*** Opening Provided data ***

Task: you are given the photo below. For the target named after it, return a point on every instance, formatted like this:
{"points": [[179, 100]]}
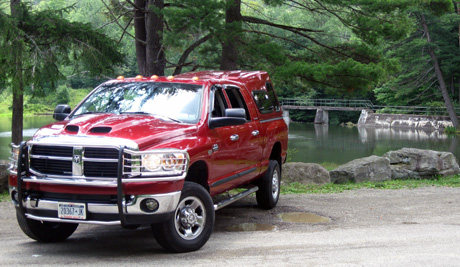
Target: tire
{"points": [[46, 232], [269, 186], [191, 225]]}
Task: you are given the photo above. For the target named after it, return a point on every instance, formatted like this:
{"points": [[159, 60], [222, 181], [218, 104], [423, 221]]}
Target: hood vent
{"points": [[72, 128], [101, 130]]}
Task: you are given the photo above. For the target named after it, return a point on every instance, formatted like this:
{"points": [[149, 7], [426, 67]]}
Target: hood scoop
{"points": [[101, 130], [72, 128]]}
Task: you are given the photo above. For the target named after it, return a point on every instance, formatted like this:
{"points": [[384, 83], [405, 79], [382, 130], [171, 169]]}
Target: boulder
{"points": [[4, 175], [371, 168], [419, 163], [305, 173]]}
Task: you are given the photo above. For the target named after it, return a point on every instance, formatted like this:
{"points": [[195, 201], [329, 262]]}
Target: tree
{"points": [[429, 58], [33, 44]]}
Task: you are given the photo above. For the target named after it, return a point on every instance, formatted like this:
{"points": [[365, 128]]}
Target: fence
{"points": [[342, 104]]}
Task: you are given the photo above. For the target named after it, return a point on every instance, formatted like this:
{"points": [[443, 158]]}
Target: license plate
{"points": [[68, 210]]}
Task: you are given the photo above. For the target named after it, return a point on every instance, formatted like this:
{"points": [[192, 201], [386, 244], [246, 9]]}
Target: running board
{"points": [[235, 198]]}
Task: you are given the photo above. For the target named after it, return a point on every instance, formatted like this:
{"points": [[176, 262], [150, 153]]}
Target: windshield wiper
{"points": [[159, 116]]}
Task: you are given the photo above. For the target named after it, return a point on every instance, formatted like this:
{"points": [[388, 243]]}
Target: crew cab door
{"points": [[236, 148], [251, 141]]}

*** Closing Provided data ***

▶ **Directions for this task**
Give back each entry verbatim but drop its pictures.

▶ **Problem solution**
Task: you are given the photo below. For the target named after it, return a point on every instance, formatted like this:
{"points": [[179, 100]]}
Target: tire
{"points": [[46, 232], [269, 186], [191, 225]]}
Task: you are given the photo above. For the target named after it, return a point on every instance, formatted like this:
{"points": [[159, 60], [222, 181], [218, 104], [423, 221]]}
Target: hood vent
{"points": [[72, 128], [101, 130]]}
Task: you are given the photo above. For the target named after it, return a point on every instance, formatted like this:
{"points": [[149, 7], [426, 67]]}
Target: hood scoop
{"points": [[101, 130], [72, 128]]}
Task: you are given the photo above. For the target named after it, return a point on every instance, formatted like this:
{"points": [[384, 83], [405, 79], [382, 130], [171, 169]]}
Target: boulder
{"points": [[4, 175], [371, 168], [419, 163], [305, 173]]}
Task: you are given the photo above. For the target named after it, return a point on every instance, formatted like this:
{"points": [[195, 201], [329, 262]]}
Target: tree
{"points": [[429, 58], [33, 44]]}
Task: you are given the photo above. For the target named after it, return a point on every instance, formatted like this:
{"points": [[365, 128]]}
Target: fence
{"points": [[342, 104]]}
Task: you are given the photo above. For the target named after it, return a point on every instance, formatted like this:
{"points": [[443, 158]]}
Target: license plate
{"points": [[68, 210]]}
Task: you are given the photo above. For the target named after it, return a point on every instance, formatted like this:
{"points": [[192, 201], [386, 244], [246, 9]]}
Target: running board
{"points": [[235, 198]]}
Task: you are given the photo above. For the target named after it, return a point on every instance, formatted like this:
{"points": [[176, 262], [150, 153]]}
Target: windshield wiper
{"points": [[159, 116]]}
Task: you are given the photo above. For the target named after it, return a point on every instance, formatted like this:
{"points": [[388, 243]]}
Target: crew cab door
{"points": [[236, 148], [251, 141]]}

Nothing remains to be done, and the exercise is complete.